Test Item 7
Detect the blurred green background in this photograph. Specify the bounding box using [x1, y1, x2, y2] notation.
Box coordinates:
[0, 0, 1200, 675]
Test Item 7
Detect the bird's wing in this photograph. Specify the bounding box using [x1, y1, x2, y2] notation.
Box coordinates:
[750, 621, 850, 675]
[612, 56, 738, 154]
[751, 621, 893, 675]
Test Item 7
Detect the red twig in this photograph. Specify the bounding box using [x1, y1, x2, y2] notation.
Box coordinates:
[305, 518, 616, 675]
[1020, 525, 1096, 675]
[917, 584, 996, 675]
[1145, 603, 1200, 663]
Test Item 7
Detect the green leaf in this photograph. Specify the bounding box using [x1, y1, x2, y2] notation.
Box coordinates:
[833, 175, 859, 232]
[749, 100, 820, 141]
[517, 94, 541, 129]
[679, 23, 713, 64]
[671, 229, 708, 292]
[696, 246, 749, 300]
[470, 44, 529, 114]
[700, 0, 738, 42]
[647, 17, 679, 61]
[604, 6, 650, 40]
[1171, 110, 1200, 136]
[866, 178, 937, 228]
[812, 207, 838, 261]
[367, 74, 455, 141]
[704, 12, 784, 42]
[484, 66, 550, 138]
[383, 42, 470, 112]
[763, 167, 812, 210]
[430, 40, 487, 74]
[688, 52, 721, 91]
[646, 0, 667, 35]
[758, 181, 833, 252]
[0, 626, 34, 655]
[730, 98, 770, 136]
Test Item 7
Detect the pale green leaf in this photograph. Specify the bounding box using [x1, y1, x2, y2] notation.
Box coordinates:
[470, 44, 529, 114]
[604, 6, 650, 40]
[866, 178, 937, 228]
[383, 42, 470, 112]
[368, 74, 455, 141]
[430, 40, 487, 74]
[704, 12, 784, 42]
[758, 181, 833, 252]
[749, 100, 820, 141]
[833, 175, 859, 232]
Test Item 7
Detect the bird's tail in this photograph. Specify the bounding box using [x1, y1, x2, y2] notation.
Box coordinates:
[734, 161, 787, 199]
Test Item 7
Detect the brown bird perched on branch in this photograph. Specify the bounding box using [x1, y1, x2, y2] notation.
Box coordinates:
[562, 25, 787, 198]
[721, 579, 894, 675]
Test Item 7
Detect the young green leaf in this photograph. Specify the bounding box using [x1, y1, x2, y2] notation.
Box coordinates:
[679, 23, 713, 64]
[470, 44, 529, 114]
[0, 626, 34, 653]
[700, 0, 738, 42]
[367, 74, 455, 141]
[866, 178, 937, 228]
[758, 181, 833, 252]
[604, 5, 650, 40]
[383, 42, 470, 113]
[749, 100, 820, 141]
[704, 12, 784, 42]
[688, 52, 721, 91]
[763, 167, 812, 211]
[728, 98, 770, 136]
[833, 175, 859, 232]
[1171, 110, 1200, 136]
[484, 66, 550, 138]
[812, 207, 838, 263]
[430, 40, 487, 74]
__________________________________________________
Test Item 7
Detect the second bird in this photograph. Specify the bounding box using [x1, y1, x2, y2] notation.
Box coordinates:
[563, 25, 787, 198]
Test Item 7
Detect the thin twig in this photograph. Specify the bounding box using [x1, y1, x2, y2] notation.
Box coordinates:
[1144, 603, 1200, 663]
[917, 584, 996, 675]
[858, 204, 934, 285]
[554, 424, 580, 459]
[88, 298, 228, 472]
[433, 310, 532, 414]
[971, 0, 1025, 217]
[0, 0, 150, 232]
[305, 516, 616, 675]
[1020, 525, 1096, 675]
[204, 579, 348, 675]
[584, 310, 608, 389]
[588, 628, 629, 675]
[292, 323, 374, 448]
__________________________________________________
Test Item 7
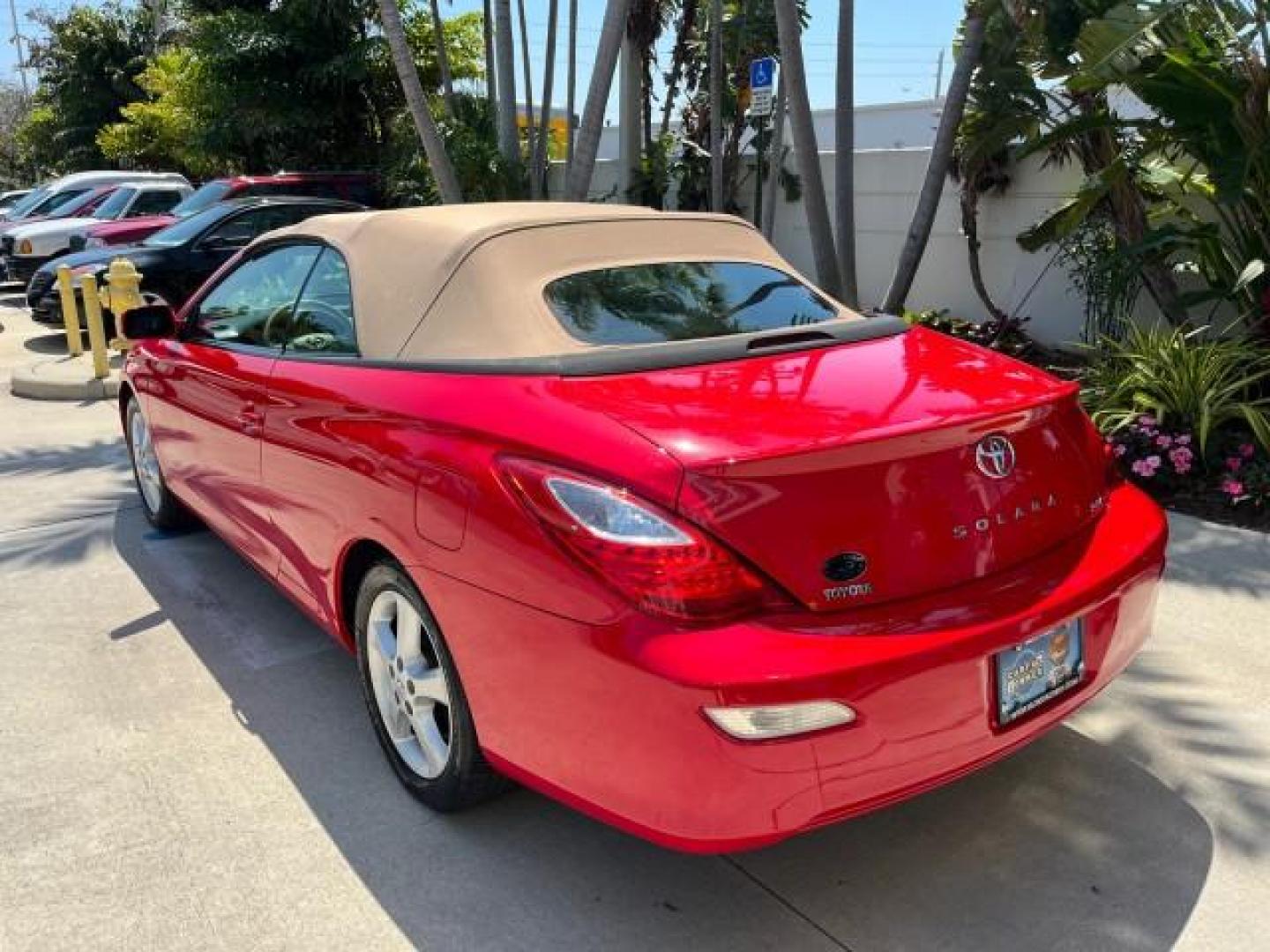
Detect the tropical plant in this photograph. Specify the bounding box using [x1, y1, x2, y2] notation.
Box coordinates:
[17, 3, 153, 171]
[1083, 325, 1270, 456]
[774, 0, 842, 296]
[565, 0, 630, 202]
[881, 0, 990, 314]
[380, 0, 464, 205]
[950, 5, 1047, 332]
__________________________________________________
• **EXERCISE DIRECTIONS**:
Pull out every line of the records that contains the word "green". Case matters.

• **EXPECTED ANSWER**:
Detect the blurred green background in this photograph. Specify the bounding box using [x1, y1, x2, y2] notation.
Detect the green leaf in this photograph. Specify the bounding box using [x1, y1, x2, y2] notation.
Detect the pale green leaf in this photograph. Specify the bounding box using [x1, y1, x2, y2] notation.
Detect the young green leaf in this photograph. Specify the bounding box using [x1, y1, x2, y2] notation.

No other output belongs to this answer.